§ TÂCHE DEMANDÉE 1:
Sélectionnez dans le listing ci-dessous chaque ligne où figure le mot « yellow », puis recopiez-les.

§ TEXTE CITÉ:
_ _ _ _
C’est fou comme la mort semble la meilleure promotion qu’on puisse avoir. Là, ça donne l’impression qu’on s’intéresse de nouveau à lui… Et ça a été le cas pour moi aussi, quand en octobre dernier on a annoncé ma mort sur Internet! C’est vraiment un métier très difficile et on en est pas toujours conscient: on est exposé tout le temps, alors il faut avoir la peau dure… Des peaux de serpents!



En ce moment, vous tournez en trio, pas en “full band”. Pour quelle raison?

Avec le groupe, on ne va faire quasiment que des festivals, souvent excentrés des grandes villes. Alors on s’est dit qu’une tournée resserrée serait un bon moyen de toucher tout le monde. Et puis ce côté plus intimiste permet d’explorer de nouvelles façons de faire. C’est assez amusant de revisiter ainsi les titres, qu’ils soient récents ou anciens comme «Cargo» ou «Éteins la lumière». On n’a pas l’impression de se répéter, et je crois que le public apprécie lui aussi.
_ _ _ _
§ LISTING EXTRAIT:
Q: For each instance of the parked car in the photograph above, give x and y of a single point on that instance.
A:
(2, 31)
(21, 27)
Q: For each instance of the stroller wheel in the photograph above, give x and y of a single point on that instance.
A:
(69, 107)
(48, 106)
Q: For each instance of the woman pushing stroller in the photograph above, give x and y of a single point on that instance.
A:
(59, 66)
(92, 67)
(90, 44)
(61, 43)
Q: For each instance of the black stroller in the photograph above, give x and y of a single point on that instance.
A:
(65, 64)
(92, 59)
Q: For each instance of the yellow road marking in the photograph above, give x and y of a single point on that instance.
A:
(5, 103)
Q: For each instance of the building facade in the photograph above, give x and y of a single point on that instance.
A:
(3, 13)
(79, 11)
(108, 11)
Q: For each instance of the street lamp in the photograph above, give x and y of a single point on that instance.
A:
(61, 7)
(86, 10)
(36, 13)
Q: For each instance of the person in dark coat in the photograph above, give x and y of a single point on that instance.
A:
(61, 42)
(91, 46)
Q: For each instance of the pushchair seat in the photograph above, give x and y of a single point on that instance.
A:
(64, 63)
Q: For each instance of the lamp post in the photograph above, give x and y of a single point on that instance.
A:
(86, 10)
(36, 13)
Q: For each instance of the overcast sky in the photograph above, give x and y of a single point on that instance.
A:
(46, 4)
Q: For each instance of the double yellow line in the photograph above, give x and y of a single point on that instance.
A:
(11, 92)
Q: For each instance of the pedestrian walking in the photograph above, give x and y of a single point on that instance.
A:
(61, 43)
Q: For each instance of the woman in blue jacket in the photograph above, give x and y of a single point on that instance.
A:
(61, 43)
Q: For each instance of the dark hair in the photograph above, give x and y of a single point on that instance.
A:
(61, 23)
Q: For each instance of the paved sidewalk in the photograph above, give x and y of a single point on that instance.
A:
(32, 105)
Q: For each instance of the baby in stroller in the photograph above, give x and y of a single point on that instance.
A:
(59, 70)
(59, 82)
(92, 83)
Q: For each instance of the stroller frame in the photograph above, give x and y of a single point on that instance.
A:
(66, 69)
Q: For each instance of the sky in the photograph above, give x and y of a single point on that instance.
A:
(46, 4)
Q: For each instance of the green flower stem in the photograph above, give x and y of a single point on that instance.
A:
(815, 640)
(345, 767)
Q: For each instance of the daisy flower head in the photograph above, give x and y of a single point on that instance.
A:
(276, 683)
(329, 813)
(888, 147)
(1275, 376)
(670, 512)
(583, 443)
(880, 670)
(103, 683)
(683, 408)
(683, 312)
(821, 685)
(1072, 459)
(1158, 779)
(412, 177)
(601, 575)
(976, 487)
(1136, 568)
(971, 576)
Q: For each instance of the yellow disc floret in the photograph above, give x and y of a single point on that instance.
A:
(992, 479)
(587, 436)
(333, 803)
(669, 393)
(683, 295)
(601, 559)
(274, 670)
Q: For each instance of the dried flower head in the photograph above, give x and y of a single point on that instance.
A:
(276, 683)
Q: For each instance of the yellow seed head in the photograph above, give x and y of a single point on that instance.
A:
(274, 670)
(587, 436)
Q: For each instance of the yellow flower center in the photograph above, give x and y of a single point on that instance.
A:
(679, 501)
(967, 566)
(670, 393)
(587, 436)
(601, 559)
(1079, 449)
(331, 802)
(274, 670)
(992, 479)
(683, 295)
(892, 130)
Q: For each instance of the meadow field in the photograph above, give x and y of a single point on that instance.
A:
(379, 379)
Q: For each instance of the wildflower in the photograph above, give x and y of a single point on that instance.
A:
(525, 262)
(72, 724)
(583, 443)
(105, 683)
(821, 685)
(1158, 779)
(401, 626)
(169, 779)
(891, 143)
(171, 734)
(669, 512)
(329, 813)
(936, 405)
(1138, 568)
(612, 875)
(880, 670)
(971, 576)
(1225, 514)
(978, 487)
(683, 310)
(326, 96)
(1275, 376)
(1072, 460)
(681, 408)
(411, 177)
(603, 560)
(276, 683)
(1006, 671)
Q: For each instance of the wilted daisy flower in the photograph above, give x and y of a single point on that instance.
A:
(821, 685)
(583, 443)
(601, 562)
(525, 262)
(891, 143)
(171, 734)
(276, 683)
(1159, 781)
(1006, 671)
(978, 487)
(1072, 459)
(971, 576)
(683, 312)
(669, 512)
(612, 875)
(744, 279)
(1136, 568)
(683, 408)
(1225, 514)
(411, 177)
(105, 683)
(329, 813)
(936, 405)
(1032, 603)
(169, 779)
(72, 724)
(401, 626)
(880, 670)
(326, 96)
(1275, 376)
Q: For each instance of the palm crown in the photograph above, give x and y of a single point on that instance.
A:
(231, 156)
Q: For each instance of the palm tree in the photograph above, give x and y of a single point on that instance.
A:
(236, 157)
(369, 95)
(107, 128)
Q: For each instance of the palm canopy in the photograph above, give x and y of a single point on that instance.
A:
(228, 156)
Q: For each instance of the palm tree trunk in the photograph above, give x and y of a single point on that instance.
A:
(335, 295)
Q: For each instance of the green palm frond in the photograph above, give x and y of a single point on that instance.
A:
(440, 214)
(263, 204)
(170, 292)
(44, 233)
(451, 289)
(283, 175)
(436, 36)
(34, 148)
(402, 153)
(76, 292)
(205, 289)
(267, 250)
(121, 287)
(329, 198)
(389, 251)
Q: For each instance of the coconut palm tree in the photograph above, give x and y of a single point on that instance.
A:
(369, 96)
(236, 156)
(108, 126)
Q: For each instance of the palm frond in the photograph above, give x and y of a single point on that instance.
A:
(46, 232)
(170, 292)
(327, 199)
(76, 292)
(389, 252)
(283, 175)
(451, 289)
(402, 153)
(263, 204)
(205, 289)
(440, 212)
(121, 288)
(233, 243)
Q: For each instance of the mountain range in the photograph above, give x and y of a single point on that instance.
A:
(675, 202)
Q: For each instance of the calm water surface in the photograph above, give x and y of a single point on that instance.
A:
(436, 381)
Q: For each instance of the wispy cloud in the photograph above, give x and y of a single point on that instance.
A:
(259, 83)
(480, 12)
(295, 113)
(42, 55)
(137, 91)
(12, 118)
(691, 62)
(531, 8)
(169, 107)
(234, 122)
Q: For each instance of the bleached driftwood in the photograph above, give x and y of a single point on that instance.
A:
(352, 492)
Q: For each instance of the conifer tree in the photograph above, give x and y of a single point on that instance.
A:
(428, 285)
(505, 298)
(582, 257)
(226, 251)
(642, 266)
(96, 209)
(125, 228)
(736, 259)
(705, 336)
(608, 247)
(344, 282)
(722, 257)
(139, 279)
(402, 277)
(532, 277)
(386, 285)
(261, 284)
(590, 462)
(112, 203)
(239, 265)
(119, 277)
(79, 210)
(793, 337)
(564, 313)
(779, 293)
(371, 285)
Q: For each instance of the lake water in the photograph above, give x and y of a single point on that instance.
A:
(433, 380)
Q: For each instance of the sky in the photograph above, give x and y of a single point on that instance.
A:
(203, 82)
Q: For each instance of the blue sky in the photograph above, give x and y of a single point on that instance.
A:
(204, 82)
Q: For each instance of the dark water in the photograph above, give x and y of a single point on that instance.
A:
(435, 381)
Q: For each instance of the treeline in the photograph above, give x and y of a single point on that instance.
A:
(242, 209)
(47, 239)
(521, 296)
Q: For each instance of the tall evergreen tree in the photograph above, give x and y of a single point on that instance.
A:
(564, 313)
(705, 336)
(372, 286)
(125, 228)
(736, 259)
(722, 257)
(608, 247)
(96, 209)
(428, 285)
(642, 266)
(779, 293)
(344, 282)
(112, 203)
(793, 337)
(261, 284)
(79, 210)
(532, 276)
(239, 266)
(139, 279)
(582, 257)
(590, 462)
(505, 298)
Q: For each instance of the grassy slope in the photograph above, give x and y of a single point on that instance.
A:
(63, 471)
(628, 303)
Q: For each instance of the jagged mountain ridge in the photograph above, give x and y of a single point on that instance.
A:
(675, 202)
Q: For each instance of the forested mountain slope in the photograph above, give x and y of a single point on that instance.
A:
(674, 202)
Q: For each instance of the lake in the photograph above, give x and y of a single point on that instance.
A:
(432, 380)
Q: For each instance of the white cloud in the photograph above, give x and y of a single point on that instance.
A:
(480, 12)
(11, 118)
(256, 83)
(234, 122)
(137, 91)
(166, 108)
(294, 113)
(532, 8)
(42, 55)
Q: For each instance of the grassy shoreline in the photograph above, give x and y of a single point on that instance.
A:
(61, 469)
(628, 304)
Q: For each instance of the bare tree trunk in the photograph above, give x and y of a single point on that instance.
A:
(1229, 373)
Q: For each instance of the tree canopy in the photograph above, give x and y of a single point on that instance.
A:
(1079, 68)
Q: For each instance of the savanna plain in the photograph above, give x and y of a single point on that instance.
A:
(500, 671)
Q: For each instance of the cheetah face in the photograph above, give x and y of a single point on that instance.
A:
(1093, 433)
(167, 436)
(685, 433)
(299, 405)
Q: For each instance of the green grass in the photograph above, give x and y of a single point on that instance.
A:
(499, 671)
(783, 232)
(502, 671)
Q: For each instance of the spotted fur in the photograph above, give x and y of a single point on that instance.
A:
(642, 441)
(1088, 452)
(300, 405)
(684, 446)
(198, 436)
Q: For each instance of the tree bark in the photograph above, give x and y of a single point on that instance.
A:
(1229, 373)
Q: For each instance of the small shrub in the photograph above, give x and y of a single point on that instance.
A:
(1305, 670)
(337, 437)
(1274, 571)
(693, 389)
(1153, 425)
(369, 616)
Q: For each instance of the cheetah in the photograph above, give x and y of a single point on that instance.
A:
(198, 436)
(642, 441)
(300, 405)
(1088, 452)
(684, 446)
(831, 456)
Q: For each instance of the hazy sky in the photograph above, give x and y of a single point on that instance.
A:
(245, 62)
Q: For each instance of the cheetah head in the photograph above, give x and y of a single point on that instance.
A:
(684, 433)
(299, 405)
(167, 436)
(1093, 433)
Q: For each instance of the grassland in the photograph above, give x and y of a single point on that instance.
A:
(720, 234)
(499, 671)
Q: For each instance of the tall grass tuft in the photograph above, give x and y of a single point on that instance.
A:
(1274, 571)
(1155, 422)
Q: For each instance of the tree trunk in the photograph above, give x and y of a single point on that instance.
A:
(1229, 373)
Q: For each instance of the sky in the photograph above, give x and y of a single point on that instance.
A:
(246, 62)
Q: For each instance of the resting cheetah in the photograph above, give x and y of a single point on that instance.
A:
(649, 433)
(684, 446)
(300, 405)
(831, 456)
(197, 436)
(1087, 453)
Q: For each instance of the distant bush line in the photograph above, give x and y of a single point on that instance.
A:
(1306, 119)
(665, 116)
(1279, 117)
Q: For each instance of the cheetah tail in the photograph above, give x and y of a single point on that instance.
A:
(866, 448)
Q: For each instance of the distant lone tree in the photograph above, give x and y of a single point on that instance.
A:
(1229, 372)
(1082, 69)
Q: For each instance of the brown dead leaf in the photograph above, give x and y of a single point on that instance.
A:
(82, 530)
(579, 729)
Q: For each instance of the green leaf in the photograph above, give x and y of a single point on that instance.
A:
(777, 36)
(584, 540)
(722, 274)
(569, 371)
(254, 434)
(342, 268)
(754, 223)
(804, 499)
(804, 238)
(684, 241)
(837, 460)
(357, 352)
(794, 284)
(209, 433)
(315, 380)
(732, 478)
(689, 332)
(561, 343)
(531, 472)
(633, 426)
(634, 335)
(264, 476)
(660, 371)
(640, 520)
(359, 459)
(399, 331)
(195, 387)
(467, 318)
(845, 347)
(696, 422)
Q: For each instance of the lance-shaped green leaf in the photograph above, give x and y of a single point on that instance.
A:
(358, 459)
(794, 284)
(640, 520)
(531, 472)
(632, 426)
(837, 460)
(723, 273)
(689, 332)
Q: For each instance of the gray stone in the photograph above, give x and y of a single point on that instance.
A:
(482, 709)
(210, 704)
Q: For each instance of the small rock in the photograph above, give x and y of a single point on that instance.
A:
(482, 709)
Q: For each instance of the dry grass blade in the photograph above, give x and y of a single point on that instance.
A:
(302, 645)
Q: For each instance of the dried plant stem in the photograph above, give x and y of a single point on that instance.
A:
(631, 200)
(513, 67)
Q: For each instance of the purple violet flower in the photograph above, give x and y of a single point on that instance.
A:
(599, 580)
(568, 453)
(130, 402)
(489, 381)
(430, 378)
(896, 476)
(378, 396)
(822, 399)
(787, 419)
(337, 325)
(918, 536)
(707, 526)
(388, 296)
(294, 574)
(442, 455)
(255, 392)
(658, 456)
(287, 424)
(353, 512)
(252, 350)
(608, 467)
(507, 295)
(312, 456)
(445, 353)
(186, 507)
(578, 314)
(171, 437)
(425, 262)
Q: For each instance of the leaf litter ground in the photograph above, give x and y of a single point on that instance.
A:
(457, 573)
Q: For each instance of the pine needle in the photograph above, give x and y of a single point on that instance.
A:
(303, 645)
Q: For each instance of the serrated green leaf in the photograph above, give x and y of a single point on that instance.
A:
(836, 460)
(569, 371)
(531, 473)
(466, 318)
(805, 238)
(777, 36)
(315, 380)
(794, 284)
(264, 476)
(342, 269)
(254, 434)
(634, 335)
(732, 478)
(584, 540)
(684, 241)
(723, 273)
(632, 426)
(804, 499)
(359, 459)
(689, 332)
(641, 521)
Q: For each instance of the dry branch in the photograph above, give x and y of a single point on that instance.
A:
_ _ _ _
§ TÂCHE DEMANDÉE 2:
Reprenez mot pour mot, s'il vous plaît, l'extrait d'entretien ci-dessus dans son intégralité.

§ RÉSULTAT OBTENU 1:
Q: For each instance of the yellow road marking in the photograph above, give x and y of a single point on that instance.
Q: For each instance of the double yellow line in the photograph above, give x and y of a single point on that instance.
Q: For each instance of the yellow disc floret in the photograph above, give x and y of a single point on that instance.
Q: For each instance of the yellow seed head in the photograph above, give x and y of a single point on that instance.
Q: For each instance of the yellow flower center in the photograph above, give x and y of a single point on that instance.

§ RÉSULTAT OBTENU 2:
C’est fou comme la mort semble la meilleure promotion qu’on puisse avoir. Là, ça donne l’impression qu’on s’intéresse de nouveau à lui… Et ça a été le cas pour moi aussi, quand en octobre dernier on a annoncé ma mort sur Internet! C’est vraiment un métier très difficile et on en est pas toujours conscient: on est exposé tout le temps, alors il faut avoir la peau dure… Des peaux de serpents!



En ce moment, vous tournez en trio, pas en “full band”. Pour quelle raison?

Avec le groupe, on ne va faire quasiment que des festivals, souvent excentrés des grandes villes. Alors on s’est dit qu’une tournée resserrée serait un bon moyen de toucher tout le monde. Et puis ce côté plus intimiste permet d’explorer de nouvelles façons de faire. C’est assez amusant de revisiter ainsi les titres, qu’ils soient récents ou anciens comme «Cargo» ou «Éteins la lumière». On n’a pas l’impression de se répéter, et je crois que le public apprécie lui aussi.